─── AVAILABLE DATA

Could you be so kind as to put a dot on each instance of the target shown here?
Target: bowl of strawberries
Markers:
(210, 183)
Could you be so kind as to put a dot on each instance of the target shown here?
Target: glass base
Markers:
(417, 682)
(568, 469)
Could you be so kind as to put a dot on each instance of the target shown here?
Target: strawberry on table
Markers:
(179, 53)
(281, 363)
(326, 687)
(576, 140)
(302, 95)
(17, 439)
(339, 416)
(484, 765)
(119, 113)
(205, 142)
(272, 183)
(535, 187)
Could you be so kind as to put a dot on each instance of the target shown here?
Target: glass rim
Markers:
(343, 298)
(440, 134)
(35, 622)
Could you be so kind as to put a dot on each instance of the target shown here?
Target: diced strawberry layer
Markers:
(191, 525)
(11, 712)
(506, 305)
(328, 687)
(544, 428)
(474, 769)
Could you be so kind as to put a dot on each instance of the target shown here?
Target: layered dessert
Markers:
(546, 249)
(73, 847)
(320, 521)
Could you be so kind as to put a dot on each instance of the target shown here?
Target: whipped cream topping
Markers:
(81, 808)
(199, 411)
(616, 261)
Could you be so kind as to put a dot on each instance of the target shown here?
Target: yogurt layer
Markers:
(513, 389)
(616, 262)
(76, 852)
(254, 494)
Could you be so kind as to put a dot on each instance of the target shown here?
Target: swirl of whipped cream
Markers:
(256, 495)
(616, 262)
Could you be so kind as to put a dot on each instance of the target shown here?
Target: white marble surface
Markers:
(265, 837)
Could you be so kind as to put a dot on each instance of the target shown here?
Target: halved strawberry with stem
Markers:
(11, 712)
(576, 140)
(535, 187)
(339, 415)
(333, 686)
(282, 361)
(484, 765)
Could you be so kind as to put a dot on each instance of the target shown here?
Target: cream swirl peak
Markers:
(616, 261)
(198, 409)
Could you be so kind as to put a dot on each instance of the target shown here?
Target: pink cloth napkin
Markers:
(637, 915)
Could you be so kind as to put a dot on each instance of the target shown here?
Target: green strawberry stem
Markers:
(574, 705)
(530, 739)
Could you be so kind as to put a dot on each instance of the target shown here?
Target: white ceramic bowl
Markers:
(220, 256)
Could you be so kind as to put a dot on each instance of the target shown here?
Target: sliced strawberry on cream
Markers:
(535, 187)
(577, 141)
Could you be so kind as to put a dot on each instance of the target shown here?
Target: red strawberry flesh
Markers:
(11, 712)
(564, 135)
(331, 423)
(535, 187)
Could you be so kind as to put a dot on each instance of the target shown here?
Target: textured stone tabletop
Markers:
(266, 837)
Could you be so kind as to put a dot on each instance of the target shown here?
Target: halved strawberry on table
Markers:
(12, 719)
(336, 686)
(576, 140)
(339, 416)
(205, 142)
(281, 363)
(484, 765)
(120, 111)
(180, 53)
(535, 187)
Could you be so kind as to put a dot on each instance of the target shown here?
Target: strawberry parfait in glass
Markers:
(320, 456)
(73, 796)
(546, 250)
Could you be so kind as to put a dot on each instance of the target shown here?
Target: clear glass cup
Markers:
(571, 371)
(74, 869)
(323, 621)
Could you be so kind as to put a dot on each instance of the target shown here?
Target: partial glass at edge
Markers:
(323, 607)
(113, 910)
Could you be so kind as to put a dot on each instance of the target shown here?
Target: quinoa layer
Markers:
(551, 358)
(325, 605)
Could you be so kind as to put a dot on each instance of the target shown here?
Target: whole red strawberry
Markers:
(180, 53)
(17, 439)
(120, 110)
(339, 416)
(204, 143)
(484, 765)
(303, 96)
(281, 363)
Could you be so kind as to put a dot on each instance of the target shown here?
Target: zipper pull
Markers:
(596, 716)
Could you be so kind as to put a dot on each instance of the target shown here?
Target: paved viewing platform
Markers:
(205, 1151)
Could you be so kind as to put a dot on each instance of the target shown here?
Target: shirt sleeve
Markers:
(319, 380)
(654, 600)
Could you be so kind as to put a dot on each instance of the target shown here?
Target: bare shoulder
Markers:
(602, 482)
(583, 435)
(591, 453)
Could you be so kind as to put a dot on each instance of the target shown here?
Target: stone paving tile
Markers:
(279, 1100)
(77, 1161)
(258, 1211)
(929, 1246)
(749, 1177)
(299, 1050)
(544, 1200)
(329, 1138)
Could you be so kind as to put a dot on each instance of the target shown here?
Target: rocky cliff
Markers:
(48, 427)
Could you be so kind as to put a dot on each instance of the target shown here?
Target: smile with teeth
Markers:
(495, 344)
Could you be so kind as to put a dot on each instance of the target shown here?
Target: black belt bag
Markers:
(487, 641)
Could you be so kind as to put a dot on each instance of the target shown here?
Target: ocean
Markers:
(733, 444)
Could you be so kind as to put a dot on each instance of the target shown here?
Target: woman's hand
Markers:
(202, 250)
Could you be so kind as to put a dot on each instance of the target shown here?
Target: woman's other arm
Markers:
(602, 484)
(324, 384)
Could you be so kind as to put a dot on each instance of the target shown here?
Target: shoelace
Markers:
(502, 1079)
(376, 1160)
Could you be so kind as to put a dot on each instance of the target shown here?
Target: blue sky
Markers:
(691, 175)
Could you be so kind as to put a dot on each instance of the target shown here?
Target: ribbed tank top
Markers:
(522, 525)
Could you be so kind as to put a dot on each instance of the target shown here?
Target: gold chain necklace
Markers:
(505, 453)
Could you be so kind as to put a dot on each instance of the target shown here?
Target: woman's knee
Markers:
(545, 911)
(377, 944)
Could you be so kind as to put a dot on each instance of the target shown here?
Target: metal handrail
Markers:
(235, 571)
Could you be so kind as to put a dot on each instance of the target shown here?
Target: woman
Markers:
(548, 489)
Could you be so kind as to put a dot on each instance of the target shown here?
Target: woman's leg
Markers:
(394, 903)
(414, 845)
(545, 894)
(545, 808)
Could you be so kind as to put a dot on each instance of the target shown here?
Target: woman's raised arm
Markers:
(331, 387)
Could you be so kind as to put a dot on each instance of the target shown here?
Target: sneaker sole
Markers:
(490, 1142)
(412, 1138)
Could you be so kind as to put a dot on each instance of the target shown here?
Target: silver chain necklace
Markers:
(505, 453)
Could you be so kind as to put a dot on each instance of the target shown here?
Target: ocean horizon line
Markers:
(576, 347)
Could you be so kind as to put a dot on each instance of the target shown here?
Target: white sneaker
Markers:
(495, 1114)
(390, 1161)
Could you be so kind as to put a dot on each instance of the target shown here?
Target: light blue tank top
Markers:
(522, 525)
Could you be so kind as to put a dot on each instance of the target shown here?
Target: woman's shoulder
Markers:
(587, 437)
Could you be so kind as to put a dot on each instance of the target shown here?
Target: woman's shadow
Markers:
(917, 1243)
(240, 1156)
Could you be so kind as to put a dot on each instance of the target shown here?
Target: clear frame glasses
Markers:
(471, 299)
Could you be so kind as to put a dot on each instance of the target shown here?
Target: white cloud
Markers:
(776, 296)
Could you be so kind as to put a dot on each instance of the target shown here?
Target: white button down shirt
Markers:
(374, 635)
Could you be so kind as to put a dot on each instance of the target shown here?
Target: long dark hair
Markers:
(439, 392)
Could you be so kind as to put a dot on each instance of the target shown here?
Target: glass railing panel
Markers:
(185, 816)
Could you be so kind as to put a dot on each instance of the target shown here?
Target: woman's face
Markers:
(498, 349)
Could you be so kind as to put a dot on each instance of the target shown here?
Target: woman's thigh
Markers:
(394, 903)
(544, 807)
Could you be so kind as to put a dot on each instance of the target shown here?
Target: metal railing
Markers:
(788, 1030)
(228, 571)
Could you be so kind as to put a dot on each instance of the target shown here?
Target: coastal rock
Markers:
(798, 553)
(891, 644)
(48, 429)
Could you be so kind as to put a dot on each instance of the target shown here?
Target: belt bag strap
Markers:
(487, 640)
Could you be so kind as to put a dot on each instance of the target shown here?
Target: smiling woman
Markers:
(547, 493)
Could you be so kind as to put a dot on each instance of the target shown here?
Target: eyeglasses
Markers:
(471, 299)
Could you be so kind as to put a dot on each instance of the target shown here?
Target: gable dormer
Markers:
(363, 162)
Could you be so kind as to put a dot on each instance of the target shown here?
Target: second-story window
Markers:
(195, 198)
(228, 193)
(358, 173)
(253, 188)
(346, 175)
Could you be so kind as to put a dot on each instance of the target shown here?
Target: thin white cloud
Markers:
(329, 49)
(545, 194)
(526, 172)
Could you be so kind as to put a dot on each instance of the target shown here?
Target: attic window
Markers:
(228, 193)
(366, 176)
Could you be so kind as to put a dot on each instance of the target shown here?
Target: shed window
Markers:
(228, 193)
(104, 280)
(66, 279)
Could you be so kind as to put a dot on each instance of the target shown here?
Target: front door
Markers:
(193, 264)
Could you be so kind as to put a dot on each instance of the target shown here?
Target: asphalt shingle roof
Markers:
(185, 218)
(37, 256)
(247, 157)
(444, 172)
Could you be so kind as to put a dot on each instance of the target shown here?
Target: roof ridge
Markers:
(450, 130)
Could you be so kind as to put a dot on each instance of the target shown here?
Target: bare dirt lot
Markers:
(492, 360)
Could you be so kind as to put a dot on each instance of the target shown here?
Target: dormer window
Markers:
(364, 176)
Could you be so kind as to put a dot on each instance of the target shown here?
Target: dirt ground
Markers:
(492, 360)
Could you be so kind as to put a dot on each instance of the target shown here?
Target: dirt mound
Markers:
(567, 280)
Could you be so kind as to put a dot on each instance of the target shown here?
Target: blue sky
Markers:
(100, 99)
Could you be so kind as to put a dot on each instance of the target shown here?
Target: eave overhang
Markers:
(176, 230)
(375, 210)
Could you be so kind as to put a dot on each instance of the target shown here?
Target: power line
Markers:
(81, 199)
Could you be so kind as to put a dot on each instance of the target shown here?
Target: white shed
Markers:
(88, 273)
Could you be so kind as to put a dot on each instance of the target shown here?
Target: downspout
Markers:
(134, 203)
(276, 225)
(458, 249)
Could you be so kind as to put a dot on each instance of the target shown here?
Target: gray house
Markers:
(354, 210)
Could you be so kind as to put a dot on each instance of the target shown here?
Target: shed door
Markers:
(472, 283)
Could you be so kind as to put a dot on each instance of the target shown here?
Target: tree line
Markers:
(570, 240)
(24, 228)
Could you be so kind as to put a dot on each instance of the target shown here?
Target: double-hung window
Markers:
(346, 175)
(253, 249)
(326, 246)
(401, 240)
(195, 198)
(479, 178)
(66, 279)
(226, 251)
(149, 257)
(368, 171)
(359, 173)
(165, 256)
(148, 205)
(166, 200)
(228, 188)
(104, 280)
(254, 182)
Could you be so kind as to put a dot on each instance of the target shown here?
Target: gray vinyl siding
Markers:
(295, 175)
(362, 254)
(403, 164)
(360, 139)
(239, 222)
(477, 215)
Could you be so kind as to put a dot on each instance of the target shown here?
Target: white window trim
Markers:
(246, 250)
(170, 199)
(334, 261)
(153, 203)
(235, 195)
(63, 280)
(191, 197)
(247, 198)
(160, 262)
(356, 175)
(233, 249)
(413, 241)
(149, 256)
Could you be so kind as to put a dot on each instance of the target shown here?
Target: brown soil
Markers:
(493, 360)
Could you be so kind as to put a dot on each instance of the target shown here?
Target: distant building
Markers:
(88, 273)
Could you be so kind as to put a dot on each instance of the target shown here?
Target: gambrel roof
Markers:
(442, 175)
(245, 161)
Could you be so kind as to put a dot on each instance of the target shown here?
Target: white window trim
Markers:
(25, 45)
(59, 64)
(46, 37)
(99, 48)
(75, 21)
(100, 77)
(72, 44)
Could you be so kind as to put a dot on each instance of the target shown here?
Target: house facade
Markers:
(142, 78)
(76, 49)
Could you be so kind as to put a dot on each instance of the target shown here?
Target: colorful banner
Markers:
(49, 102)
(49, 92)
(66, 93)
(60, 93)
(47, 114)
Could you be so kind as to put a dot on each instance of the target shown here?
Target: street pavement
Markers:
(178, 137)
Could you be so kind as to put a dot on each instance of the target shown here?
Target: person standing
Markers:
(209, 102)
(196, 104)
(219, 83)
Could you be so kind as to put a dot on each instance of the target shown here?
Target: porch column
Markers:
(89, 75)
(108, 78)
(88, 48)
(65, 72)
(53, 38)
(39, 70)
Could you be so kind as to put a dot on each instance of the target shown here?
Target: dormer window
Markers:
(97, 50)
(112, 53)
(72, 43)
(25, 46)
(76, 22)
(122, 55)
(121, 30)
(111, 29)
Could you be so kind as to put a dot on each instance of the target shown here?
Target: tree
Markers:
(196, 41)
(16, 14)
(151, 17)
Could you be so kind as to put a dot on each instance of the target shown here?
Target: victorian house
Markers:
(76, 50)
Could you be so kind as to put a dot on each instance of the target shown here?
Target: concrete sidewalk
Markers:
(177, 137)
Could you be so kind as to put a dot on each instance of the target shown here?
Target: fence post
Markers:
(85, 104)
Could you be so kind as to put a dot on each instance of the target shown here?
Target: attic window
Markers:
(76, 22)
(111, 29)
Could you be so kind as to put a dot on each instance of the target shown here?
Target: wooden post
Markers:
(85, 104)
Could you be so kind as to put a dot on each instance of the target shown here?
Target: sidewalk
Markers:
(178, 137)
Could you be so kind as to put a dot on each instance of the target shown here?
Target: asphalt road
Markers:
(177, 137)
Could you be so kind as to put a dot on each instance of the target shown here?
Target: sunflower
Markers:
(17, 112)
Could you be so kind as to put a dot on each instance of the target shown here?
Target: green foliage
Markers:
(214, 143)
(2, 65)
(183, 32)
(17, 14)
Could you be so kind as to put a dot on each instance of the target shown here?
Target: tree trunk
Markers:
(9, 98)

──────

_WHAT YOU HAVE TO DO_
Check each line above for the string "white", then copy the ones that have it.

_RESULT OF THIS EXERCISE_
Target: white marble surface
Target: white ceramic bowl
Target: white sneaker
Target: white cloud
Target: white button down shirt
Target: thin white cloud
Target: white shed
Target: white window trim
Target: white window trim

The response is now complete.